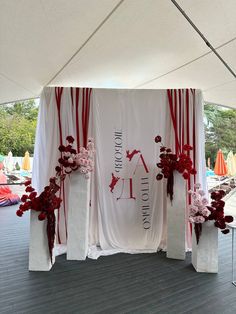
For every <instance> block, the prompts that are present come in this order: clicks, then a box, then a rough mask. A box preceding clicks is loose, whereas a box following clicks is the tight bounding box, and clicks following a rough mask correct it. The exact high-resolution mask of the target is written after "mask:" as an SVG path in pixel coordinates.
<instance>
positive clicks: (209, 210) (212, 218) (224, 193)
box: [207, 190, 234, 234]
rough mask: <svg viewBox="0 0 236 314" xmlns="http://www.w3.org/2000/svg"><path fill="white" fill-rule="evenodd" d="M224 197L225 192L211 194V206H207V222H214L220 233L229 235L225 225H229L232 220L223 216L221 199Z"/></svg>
mask: <svg viewBox="0 0 236 314" xmlns="http://www.w3.org/2000/svg"><path fill="white" fill-rule="evenodd" d="M224 196H225V192H224V191H223V190H219V191H216V192H212V193H211V199H212V202H211V206H207V208H208V210H209V211H210V215H209V216H208V220H214V221H215V223H214V225H215V227H217V228H219V229H221V232H222V233H224V234H227V233H229V229H228V228H227V227H226V223H230V222H232V221H233V220H234V218H233V216H231V215H226V216H225V215H224V206H225V202H224V201H223V200H222V198H223V197H224Z"/></svg>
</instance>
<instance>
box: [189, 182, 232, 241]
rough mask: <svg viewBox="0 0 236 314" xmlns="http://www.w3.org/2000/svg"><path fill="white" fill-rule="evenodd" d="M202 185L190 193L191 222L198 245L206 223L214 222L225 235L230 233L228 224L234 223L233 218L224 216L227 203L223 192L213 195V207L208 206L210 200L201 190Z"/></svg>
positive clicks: (190, 209)
mask: <svg viewBox="0 0 236 314" xmlns="http://www.w3.org/2000/svg"><path fill="white" fill-rule="evenodd" d="M200 187H201V185H200V184H195V192H194V191H189V194H190V195H191V197H192V204H191V205H190V206H189V221H190V222H191V223H193V224H194V231H195V234H196V240H197V244H198V243H199V239H200V236H201V233H202V224H203V223H204V222H205V221H210V220H214V221H215V223H214V225H215V227H217V228H219V229H221V232H222V233H224V234H227V233H229V229H228V228H226V223H230V222H232V221H233V217H232V216H225V215H224V206H225V202H224V201H223V200H222V198H223V197H224V196H225V192H224V191H223V190H219V191H217V192H212V193H211V199H212V202H211V206H208V200H207V199H206V198H205V197H204V195H205V193H204V191H203V190H201V189H200Z"/></svg>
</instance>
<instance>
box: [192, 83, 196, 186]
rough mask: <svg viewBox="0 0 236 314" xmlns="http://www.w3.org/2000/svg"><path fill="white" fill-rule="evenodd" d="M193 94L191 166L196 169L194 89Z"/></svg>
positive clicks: (195, 129)
mask: <svg viewBox="0 0 236 314" xmlns="http://www.w3.org/2000/svg"><path fill="white" fill-rule="evenodd" d="M192 94H193V166H194V169H196V127H195V126H196V121H195V110H196V106H195V105H196V104H195V89H193V90H192ZM195 183H196V175H194V184H195Z"/></svg>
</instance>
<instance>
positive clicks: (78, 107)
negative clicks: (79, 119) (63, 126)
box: [75, 88, 80, 152]
mask: <svg viewBox="0 0 236 314" xmlns="http://www.w3.org/2000/svg"><path fill="white" fill-rule="evenodd" d="M79 95H80V89H79V88H76V96H75V103H76V113H75V121H76V136H77V151H78V152H79V148H80V133H79Z"/></svg>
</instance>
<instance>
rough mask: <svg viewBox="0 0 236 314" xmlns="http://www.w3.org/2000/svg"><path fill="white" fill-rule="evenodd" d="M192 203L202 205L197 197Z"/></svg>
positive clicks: (200, 202)
mask: <svg viewBox="0 0 236 314" xmlns="http://www.w3.org/2000/svg"><path fill="white" fill-rule="evenodd" d="M193 205H194V206H197V207H199V206H201V205H202V203H201V201H200V200H199V199H195V200H194V201H193Z"/></svg>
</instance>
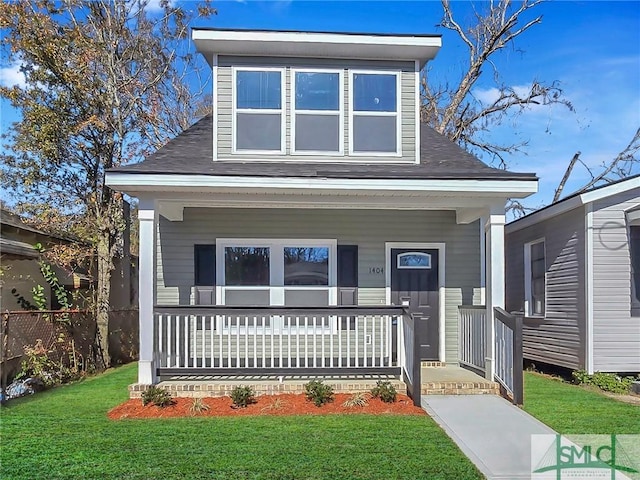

### Условие задания
Дословно запишите строки, начиная с самого начала данных и заканчивая строкой, в которой стоит "box: [207, 190, 234, 234]", включив обе границы. Изображения в ответ не переносите.

### Решение задания
For every <instance> block, the prompts that are present come in this order: clicks, then a box, then a rough mask. A box preceding clicks is loose, whereas a box following clicks is the tight bounding box, and clicks following a rough mask correct it. The exact high-resolution mask of the target is written after "mask:" as an SVG path in pixel coordinates.
<instance>
positive clicks: (209, 210) (212, 218) (224, 193)
box: [207, 190, 234, 234]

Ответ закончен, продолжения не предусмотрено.